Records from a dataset
━━━━━━

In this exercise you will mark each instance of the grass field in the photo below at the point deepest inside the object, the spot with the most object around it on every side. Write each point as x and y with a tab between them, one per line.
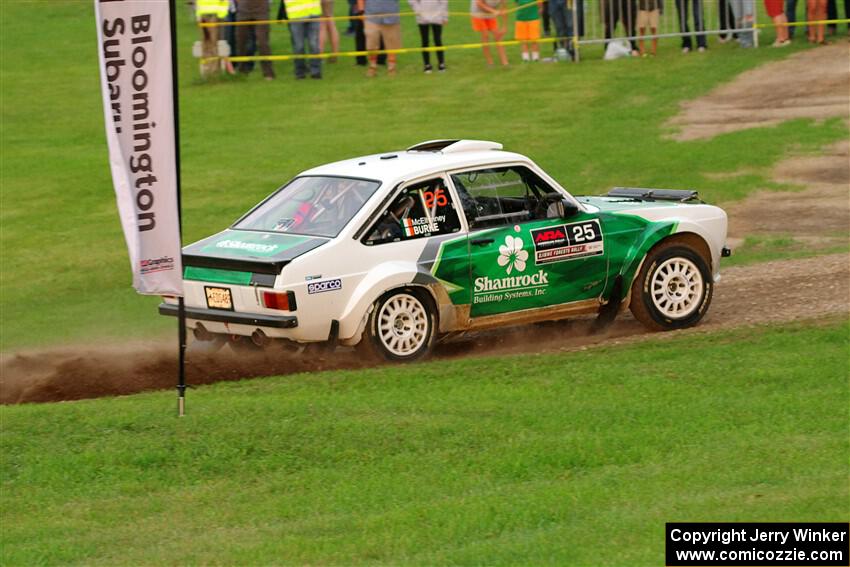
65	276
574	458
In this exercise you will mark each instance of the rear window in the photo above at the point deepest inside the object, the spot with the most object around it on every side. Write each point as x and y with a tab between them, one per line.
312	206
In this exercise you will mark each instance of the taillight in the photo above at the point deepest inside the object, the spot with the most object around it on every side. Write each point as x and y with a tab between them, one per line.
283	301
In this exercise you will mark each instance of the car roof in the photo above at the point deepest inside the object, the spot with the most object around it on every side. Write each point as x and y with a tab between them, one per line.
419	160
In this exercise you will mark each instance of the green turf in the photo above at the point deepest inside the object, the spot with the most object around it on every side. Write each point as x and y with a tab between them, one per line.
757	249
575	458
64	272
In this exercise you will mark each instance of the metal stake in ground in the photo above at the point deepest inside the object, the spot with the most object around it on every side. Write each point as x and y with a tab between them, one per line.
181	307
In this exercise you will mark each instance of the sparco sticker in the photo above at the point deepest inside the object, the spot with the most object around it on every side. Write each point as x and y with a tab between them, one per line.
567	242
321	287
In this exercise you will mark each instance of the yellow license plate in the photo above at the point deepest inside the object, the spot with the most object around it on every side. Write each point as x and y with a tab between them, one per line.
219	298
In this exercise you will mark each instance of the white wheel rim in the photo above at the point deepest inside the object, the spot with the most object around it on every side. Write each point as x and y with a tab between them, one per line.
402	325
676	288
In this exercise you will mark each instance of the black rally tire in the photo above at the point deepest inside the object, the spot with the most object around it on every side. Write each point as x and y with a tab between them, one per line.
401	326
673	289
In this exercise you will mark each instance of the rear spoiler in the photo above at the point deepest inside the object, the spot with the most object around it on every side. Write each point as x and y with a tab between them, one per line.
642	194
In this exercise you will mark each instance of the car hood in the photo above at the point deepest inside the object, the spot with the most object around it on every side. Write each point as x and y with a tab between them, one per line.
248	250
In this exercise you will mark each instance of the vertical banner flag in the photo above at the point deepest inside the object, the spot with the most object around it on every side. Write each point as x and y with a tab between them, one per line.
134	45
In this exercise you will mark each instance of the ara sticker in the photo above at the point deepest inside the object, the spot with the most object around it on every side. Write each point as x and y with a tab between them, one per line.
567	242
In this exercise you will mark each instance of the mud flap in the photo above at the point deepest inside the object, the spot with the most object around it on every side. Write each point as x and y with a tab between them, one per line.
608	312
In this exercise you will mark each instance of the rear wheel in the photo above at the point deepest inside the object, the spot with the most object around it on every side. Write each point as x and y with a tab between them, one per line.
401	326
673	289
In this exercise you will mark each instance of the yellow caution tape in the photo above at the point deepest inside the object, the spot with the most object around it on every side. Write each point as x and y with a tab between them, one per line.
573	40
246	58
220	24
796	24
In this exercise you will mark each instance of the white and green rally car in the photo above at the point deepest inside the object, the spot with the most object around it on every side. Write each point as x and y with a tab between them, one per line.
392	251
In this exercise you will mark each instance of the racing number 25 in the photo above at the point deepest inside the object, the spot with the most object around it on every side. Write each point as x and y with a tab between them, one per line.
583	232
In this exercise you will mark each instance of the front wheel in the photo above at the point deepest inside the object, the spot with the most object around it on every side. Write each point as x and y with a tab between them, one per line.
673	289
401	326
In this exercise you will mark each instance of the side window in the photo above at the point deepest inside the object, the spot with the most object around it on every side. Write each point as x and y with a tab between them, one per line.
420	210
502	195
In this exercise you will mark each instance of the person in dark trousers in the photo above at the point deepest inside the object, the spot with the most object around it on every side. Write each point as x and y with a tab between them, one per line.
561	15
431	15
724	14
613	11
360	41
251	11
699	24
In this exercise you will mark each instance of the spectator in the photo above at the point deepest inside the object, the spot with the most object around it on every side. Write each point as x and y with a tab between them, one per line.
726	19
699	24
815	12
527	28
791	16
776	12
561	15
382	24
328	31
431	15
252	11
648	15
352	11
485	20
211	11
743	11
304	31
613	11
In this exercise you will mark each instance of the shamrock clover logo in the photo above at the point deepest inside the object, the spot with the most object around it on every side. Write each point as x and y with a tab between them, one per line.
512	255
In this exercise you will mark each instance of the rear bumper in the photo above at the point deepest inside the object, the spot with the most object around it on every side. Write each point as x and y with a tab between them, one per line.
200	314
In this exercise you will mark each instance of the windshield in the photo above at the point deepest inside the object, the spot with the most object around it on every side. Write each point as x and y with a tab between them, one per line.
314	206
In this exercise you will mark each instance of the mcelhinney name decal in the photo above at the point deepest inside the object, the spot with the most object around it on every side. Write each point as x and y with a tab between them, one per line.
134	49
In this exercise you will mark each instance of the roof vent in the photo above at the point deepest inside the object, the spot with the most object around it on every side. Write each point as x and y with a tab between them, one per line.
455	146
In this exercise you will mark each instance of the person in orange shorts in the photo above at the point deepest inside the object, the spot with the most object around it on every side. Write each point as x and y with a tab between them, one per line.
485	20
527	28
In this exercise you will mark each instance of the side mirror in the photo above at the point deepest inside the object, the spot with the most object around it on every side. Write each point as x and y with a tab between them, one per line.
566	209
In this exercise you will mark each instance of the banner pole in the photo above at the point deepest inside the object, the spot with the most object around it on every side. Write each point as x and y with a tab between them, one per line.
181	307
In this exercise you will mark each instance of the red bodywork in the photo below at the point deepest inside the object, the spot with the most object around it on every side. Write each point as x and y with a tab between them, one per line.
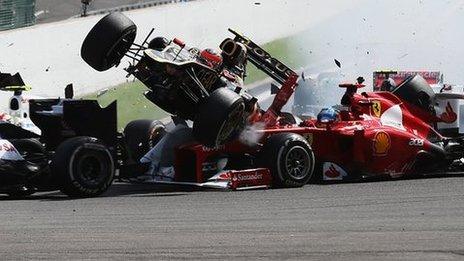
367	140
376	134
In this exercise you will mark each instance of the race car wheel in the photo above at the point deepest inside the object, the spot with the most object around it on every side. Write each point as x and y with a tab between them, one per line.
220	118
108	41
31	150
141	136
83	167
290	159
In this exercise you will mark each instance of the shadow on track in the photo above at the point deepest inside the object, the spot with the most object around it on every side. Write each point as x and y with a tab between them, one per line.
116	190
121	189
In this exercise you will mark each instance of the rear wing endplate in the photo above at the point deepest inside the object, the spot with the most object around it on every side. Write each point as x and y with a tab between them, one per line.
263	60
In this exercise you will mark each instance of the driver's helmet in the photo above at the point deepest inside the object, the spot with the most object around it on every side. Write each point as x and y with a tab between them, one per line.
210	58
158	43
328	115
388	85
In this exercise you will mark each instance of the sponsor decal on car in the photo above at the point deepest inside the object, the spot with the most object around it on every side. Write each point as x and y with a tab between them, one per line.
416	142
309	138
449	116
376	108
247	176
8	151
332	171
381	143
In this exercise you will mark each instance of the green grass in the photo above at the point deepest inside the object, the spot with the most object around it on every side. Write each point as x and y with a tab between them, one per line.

━━━━━━

**Directions for this task:** Print every line of the data exactly. Pictures do not belong in the copy.

**Exercise solution:**
In this exercise you will mark each instance of the grass field in the photo below at the point deepest inside the object, the spot with the most object around it on every side. Write each point as x and y with a tab between them, one per line.
65	276
574	458
In this exercise you will mark each instance of the rear window in the photo above at the point deepest inside the object, the spot with the most object around it on every side. Write each point as x and y with a tab between them, one per line.
312	206
In this exercise you will mark each instance of the taillight in the photo above at the point deepest inside the object, the spot with the most object around it on every side. Write each point as x and y with a tab between them, one per line.
283	301
In this exercise you will mark each instance of the car roof in the photo above at the point deepest inside the object, the spot with the most object around it on every side. Write each point as x and y with a tab between them, one per line.
419	160
In this exercise you will mark each instance of the green turf in the photo above at the point deepest inside the object, the spot with the most object around it on every side. Write each point as x and y with a tab between them, one per line.
757	249
575	458
64	272
In this exercise you will mark each instance of the metal stake in ground in the photo above at the point deepest inside the object, the spot with the most object around it on every side. Write each point as x and y with a tab between them, one per line.
181	307
In this exercise you will mark each instance of the sparco sticker in the photo above at the point deepest inside the object, the spot with the most object around it on every side. Write each point as x and y with a tab between them, one per line.
567	242
321	287
In this exercise you will mark each instance of the yellow license plate in the photo above at the point deepest inside the object, the spot with the most object around it on every side. Write each point as x and y with a tab between them, one per line.
219	298
In this exercise you will mark each instance of the white wheel rim in the photo above at the point deepest inside the object, the spot with the most object around it on every side. Write each point as x and y with a tab between them, one per line.
402	325
676	288
In this exercise you will mark each instance of the black rally tire in the photo above at the point deepest inside the object, the spot with the most object around it on every side. Write each point as x and y with a tab between them, one per line.
401	326
673	289
In this exercise you will mark each instance of the rear spoiler in the photo above at the point deepest inside the object, the spot with the most object around it on every side. Write each point as x and y with a tab between them, one per line.
642	194
In this exercise you will mark each instance of the car hood in the photo above at the point deepest inside the object, the spot with the most object around it on every side. Write each point as x and y with a tab between them, one per line.
248	250
In this exercise you will mark each instance of the vertical banner flag in the photo above at the point deepest inside the object, the spot with the most object around it on every side. Write each point as x and y with a tab between them, one per line.
134	45
In this exercise you will mark each instance of the ara sticker in the photo above at the point deepest inside the object, the spot with the most object around it on every side. Write each point as x and y with a tab between them, one per line.
567	242
In this exercise you will mark each instance of the mud flap in the photo above at the point deepest inside the object, the spot with the most object around it on every side. Write each point as x and y with a tab between them, one per line.
608	312
In this exercise you will mark each instance of the rear wheel in the photo above at the point deepest inside the object, the spot with the most object around it on every side. Write each point as x and y with a tab between them, one per line.
401	326
673	289
In this exercise you will mark each instance of the yellow caution tape in the photo above at the point deepest inside the object, the spot with the most object around it on every side. Write each point as x and y with a tab between them, one per line.
573	40
246	58
220	24
796	24
In this exercise you will mark each instance of the white and green rally car in the photo above at the point deepest inside the object, the spot with the most object around it on every side. Write each point as x and y with a tab between them, one per line.
392	251
In this exercise you will mark each instance of the racing number 25 in the photo above at the point deepest inside the object, the spot with the most object around it on every side. Write each point as x and y with a tab between them, one per line.
583	232
In this exercise you will mark each instance of the front wheel in the photo above at the point deepest inside the object, the spot with the most object around it on every side. Write each point as x and y with a tab between them, one per line.
673	289
401	326
In this exercise you will mark each instance of the side window in the photo above at the point deepest inside the object, the spot with the most object around it on every side. Write each point as x and y with a tab between them, one per line.
420	210
502	195
In this exercise you will mark each instance of the person in dark trousers in the photo above at the point deepest inside the object, the spot with the most object around it on every side. Write each point as x and y with a tab between them, one per line.
561	15
431	15
724	14
613	11
360	41
251	11
699	24
In this exercise you will mark each instance of the spectator in the photo above at the point deepest inside the object, the spot with the most object around it on every side. Write each point as x and y with a tab between them, one per line.
726	19
699	24
815	12
527	28
791	16
776	12
561	15
382	24
328	31
431	15
252	11
648	15
352	11
485	20
211	11
743	11
304	31
613	11
In this exercise you will mark each instance of the shamrock clover logo in the photo above at the point deepest inside the object, the spot with the most object around it on every side. Write each point as x and y with a tab between them, one per line.
512	255
In this exercise you will mark each instance of the rear bumper in the photo above at the point deepest inside the object, the spot with the most object around it on every side. Write each point as x and y with a tab between them, one per line.
200	314
In this exercise you will mark each instance of the windshield in the photo above at the point deepest inside the object, the spot with the most object around it on every side. Write each point as x and y with a tab between them, one per line.
314	206
In this exercise you will mark each instance of the mcelhinney name decal in the photo above at the point deepest inside the object, the spot with the most object around it on every side. Write each point as x and y with a tab between them, one per line.
134	49
In this exercise you will mark each instance of the roof vent in the photo above at the point deepest inside the object, the spot with the most object around it on every side. Write each point as x and y with a tab between them, one per line.
455	146
In this exercise you will mark each instance of the person in orange shorts in the photo above at the point deepest inside the object, the spot with the most object around it on every side. Write each point as x and y with a tab between them, one per line.
485	20
527	28
In this exercise you will mark each instance of the side mirror in the photo above at the point deepest inside the object, the spot with the most object around it on every side. Write each point as x and y with a tab between them, one per line.
566	209
In this exercise you will mark each instance of the banner pole in the photo above at the point deepest inside the object, the spot with the most object around it on every side. Write each point as x and y with a tab between them, one per line.
181	307
In this exercise you will mark each instance of the red bodywork in the photo below at the point deepest inside the object, the spot with the most object around it on every side. Write each point as x and y with a tab between them, one per line.
367	140
376	134
In this exercise you will mark each instance of the race car wheel in the photo above at the point deepest inside the object, the spot with the most object around it on every side. Write each point as x and y with a tab between them, one per line.
220	118
108	41
31	150
141	136
83	167
290	159
In this exercise you will mark each instance of the shadow on track in the photo above at the point deepest inside the object, the spot with the most object around it on every side. Write each point as x and y with a tab between them, one per line.
116	190
121	189
In this exercise you will mark each instance of the rear wing endplate in the photo above at the point deepest inside the object, the spot with the most object around it on every side. Write each point as x and y with a tab between them, one per line.
263	60
In this exercise you will mark each instance of the driver's helmet in the photo above at the point deepest inside the object, the spot with the most object around it on every side. Write each point as x and y with a tab between them, one per line.
210	58
158	43
328	115
388	85
In this exercise you will mark each instance of the sponsor decal on car in the photo above at the point deepest inside the object, the spot with the most object around it on every side. Write each point as x and y with a tab between them, one per line.
416	142
309	138
449	116
376	108
247	176
8	151
332	171
381	143
In this exercise you will mark each instance of the green grass in the photo above at the point deepest inside the object, the spot with the most object around it on every side. Write each point as x and y with a tab between them, one per line.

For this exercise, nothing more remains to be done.